◆ THE PROBLEM:
From the first line through the one containing "[(345, 42)]", restate the listing word for word, and give no other lines.

════════

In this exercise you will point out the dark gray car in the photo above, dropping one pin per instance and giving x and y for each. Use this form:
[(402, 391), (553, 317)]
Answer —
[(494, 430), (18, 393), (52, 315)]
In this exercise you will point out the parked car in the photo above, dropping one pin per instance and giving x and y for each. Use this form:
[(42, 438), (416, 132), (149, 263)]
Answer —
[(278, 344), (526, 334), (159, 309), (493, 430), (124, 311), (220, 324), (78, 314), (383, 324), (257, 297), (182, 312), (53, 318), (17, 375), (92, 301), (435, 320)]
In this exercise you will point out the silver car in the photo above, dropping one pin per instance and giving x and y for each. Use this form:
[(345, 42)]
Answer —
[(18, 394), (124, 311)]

════════

◆ SOLUTION:
In this exercise you will point out the dark gray car in the photo above, dropping one pin per instance and giving x and y for each. Use this form:
[(402, 391), (553, 317)]
Answer —
[(494, 430), (18, 393), (52, 315)]
In this exercise you will point out the parked car in the photo above, dropping one pin per instance and giving x and y for each. Use this form:
[(42, 438), (416, 132), (149, 263)]
Answer —
[(278, 344), (526, 334), (159, 309), (493, 430), (124, 311), (220, 324), (78, 314), (383, 324), (257, 297), (182, 312), (53, 318), (17, 375), (92, 301), (435, 320)]
In this exercise you will point out the silver car in the photo above, dropping one pin per instance and giving x and y for each. Use this form:
[(345, 42)]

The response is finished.